### TEKSTFRAGMENT
- - -

Advocaat-generaal Keulen kan zich niet vinden in het oordeel van Hof Arnhem-Leeuwarden over de hoogte van de proceskostenvergoedingen in Mulderzaken. Het hof had moeten nagaan of de wetgever de ‘margin of appreciation’ die heeft overschreden door de proceskostenvergoedingen voor Mulderzaken te beperken. Dat is volgens de A-G niet het geval. De A-G verzoekt de Hoge Raad het arrest van Hof Arnhem-Leeuwarden in het belang der wet te vernietigen.
X procedeert met een gemachtigde tegen een sanctie op grond van de Wet administratiefrechtelijke handhaving verkeersvoorschriften (Wahv), ook wel de Wet Mulder. In hoger beroep is alleen de hoogte van de proceskostenvergoeding in geschil. Sinds 1 januari 2024 geldt in Wahv-zaken dat deze vergoeding wordt vermenigvuldigd met 0,25 als de sanctie wordt vernietigd of aangepast, en met 0,10 in andere gevallen. X stelt in hoger beroep dat de kantonrechter een onjuiste wegingsfactor heeft toegepast. Hof Arnhem-Leeuwarden oordeelt dat de wettelijke bepaling die voorziet in een lagere proceskostenvergoeding in Wahv-zaken (art. 13a lid 2 Wahv) buiten toepassing moet blijven (V-N 2025/2.25). Het hof stelt dat het niet kan beoordelen of het onderscheid tussen Wahv-zaken en andere bestuursrechtelijke procedures (behoudens WOZ en BPM) verenigbaar is met het discriminatieverbod van art. 14 EVRM en art. 1 van het Twaalfde Protocol bij het EVRM.

- - -

### AANGELEVERDE GEGEVENS
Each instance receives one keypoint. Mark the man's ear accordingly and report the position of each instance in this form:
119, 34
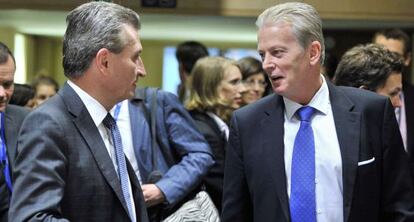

- - -

### OPDRACHTEN
(a) Beantwoord de volgende vragen over het tekstfragment over de Mulderzaken:
(i) Wie verzoekt de Hoge Raad het arrest van Hof Arnhem-Leeuwarden te vernietigen?
(ii) Met welke factor wordt de proceskostenvergoeding sinds 1 januari 2024 vermenigvuldigd als de sanctie wordt vernietigd of aangepast?
(iii) Welke wettelijke bepaling moet volgens het hof buiten toepassing blijven?
(b) Kopieer alstublieft letterlijk het deel van het tekstfragment over de Mulderzaken tussen "Advocaat-generaal Keulen kan" en "wet te vernietigen.", beide inbegrepen.

### ANTWOORDEN
(a)
(i) Advocaat-generaal Keulen
(ii) 0,25
(iii) Art. 13a lid 2 Wahv

(b)
Advocaat-generaal Keulen kan zich niet vinden in het oordeel van Hof Arnhem-Leeuwarden over de hoogte van de proceskostenvergoedingen in Mulderzaken. Het hof had moeten nagaan of de wetgever de ‘margin of appreciation’ die heeft overschreden door de proceskostenvergoedingen voor Mulderzaken te beperken. Dat is volgens de A-G niet het geval. De A-G verzoekt de Hoge Raad het arrest van Hof Arnhem-Leeuwarden in het belang der wet te vernietigen.